### Task description
Restate each record exactly as it was written.

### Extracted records
┏━━

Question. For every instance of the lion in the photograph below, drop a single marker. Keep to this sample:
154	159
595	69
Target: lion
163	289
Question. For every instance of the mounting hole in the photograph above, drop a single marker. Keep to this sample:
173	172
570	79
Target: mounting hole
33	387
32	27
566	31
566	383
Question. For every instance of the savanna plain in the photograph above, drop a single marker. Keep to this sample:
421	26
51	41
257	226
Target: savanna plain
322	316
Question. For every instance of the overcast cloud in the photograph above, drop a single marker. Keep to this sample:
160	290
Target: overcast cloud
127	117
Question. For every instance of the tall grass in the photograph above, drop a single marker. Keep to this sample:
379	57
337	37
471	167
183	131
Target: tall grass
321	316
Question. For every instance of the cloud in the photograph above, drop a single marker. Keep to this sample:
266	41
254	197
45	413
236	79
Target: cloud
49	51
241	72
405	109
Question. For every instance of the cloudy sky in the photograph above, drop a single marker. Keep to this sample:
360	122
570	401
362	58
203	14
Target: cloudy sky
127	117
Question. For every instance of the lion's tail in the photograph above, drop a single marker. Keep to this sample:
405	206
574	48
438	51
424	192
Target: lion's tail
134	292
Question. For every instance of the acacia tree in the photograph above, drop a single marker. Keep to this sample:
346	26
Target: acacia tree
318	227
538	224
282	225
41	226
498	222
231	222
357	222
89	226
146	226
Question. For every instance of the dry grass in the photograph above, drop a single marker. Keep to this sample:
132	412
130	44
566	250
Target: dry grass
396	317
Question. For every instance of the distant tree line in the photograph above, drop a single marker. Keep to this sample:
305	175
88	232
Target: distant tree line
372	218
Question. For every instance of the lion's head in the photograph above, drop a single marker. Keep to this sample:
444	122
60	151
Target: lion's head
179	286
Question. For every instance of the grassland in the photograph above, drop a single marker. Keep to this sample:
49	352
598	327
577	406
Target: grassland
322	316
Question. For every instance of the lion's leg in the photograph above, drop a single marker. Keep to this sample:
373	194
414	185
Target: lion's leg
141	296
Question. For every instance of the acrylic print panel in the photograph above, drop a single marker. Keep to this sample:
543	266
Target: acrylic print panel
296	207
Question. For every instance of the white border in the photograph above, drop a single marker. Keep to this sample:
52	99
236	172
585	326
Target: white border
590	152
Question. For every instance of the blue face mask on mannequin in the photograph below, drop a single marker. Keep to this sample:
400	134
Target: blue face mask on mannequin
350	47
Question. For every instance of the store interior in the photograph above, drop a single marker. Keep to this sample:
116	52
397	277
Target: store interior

┗━━

### Answer section
Question. For every instance of the lion in the photograph below, drop a single marker. Keep to this sample:
154	159
595	69
Target: lion
163	289
Question. For every instance of the mounting hole in the photograph above, drop a single marker. Keep to this sample:
173	172
570	79
Target: mounting hole
33	387
32	27
566	31
566	383
Question. For every instance of the savanna plain in the photograph above, drop a single marker. Keep to this sample:
421	26
51	41
257	226
Target: savanna plain
322	316
Question. For every instance of the overcast cloud in the photograph above, drop a single marker. Keep to this sample:
160	290
Target: overcast cloud
127	117
Question. For every instance of the tall grass in the photograph above, drop a single marker. Keep to this sample:
379	57
337	37
471	167
183	131
Target: tall grass
321	316
Question. For every instance of the cloud in the photograph above, drop a single marker. Keep to this sample:
266	41
254	197
45	413
236	79
Target: cloud
49	51
241	72
405	109
Question. For every instance of the cloudy sky in the photograph above, drop a single marker. Keep to this sample:
360	122
570	401
362	58
203	14
Target: cloudy sky
127	117
Question. For every instance of the lion's tail in the photograph above, drop a single marker. Keep to this sample:
405	206
574	48
438	51
424	192
Target: lion's tail
134	292
Question. For every instance of the acacia tree in the photograph above, drop a single marker. Keep to this sample:
346	26
Target: acacia tree
318	227
538	224
282	225
41	226
498	222
231	222
357	222
89	226
146	226
Question. For every instance of the dry grass in the photograph above, drop a single marker. Keep to this sample:
132	412
130	44
566	250
Target: dry grass
396	317
Question. For every instance of the distant tree line in the photograph above, drop a single marker. Keep to this sample:
305	175
88	232
Target: distant tree line
372	218
Question. For every instance of the lion's head in the photograph above, drop a single marker. Keep to this sample:
444	122
60	151
Target: lion's head
179	286
Question. For every instance of the grassland in the photograph above, drop a single marker. Keep to this sample:
49	352
598	327
577	406
Target: grassland
322	316
Question. For every instance of the lion's leg in the photograph above, drop a single marker. Keep to this sample:
373	194
414	185
Target: lion's leg
141	296
Question. For every instance of the acrylic print panel in the photograph above, drop a single marker. Keep to this sample:
543	266
Target: acrylic print panel
296	207
Question. For every instance of the white border in the photograph above, drop a single marker. Keep to this sample:
52	99
236	172
585	326
Target: white border
590	152
Question. For every instance of the blue face mask on mannequin in the photograph below, drop a single marker. Keep to this sample:
400	134
Target: blue face mask on mannequin
350	47
Question. For every instance of the store interior in the photograph above, drop a single marker. Keep to this sample:
116	52
397	277
Target: store interior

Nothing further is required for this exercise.